→ **Instructions for the task**
In the copy, include every record below exactly as it appears, but no pictures.

→ **Dataset extract**
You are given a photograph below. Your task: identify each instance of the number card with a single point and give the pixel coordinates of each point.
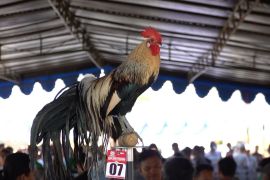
(116, 164)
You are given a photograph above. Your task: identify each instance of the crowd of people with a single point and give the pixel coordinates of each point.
(186, 164)
(195, 164)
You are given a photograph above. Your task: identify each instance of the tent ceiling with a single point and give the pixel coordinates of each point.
(40, 37)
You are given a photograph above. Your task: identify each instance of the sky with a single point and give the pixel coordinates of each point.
(161, 117)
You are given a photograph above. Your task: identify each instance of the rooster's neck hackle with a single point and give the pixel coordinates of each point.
(140, 66)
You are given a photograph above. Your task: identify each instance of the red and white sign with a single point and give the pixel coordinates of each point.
(116, 164)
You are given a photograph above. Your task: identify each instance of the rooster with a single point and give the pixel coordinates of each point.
(94, 108)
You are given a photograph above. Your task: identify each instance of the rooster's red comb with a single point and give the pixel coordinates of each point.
(152, 33)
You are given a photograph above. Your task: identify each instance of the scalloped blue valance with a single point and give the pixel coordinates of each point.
(225, 89)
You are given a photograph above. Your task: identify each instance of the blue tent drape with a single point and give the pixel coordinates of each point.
(202, 86)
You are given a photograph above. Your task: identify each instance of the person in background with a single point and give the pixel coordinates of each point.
(252, 166)
(268, 149)
(264, 169)
(16, 167)
(214, 156)
(199, 156)
(257, 155)
(153, 147)
(176, 151)
(204, 172)
(178, 168)
(227, 168)
(187, 153)
(241, 160)
(3, 154)
(230, 151)
(150, 164)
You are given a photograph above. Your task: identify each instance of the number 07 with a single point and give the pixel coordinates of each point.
(113, 169)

→ **Solution**
You are given a photograph below. Your task: identify each instance of the number card with a single point and give the pixel coordinates of each point.
(116, 164)
You are given a photograph above. Your task: identify each instance of the crowd of people with a single point and give the pixel coordinates of each point.
(186, 164)
(195, 164)
You are given a photograph above. Your task: identify each instance of the tent ceiling with a single point and give the pixel coordinates of each point.
(40, 37)
You are given a photograph above. Your task: identify each instance of the sky with a single point and give the pixel coordinates of each point.
(161, 117)
You are given a photograph above. Your task: identify each instance of the rooster's neck hackle with a single point and give the pixel coordinates of each point.
(140, 66)
You are given a photograph above. Your task: identify each instance of the red and white sign with a single point and give the pixel coordinates of each point.
(116, 164)
You are given a photograph above. Your task: identify each instance of the rooster with a single point and give the pixel coordinates of each point.
(94, 108)
You are given a photograph above. Your task: identify each instance of the rooster's red comb with a single point and give the pixel coordinates of each point.
(152, 33)
You are given a photograph above. Your task: identify each instance of the scalloped blue valance with a single point and give the pixel coordinates of each point.
(225, 89)
You are given a photograph above. Your task: identify each instance of the blue tent drape with a single point and give the pixel coordinates of each point.
(202, 86)
You are given a photograph above. Your task: identify each instance of the person in background with a single point and give the pixel coordinates of each point.
(252, 166)
(268, 149)
(264, 169)
(16, 167)
(214, 156)
(199, 156)
(257, 155)
(153, 147)
(176, 151)
(204, 172)
(178, 168)
(227, 168)
(187, 153)
(241, 160)
(3, 154)
(230, 151)
(150, 164)
You are given a photograph above. Your task: identify each instance of the number 07 with a single point and give the pixel coordinates of each point.
(113, 169)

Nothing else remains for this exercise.